▶ [Exercise]
Please copy out every one of the lines below word for word, changing nothing.

>> START Data shown

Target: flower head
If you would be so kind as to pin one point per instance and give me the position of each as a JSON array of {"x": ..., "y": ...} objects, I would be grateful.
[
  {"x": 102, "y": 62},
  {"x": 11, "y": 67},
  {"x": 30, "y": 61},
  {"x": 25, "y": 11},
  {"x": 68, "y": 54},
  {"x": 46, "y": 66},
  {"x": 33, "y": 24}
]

>> END Data shown

▶ [Correct result]
Target: flower head
If you would be so kind as to pin one point per instance and give me the position of each as a JSON array of {"x": ..., "y": ...} objects, I would be grateful.
[
  {"x": 102, "y": 62},
  {"x": 11, "y": 67},
  {"x": 30, "y": 61},
  {"x": 25, "y": 11},
  {"x": 68, "y": 54},
  {"x": 46, "y": 66},
  {"x": 33, "y": 24}
]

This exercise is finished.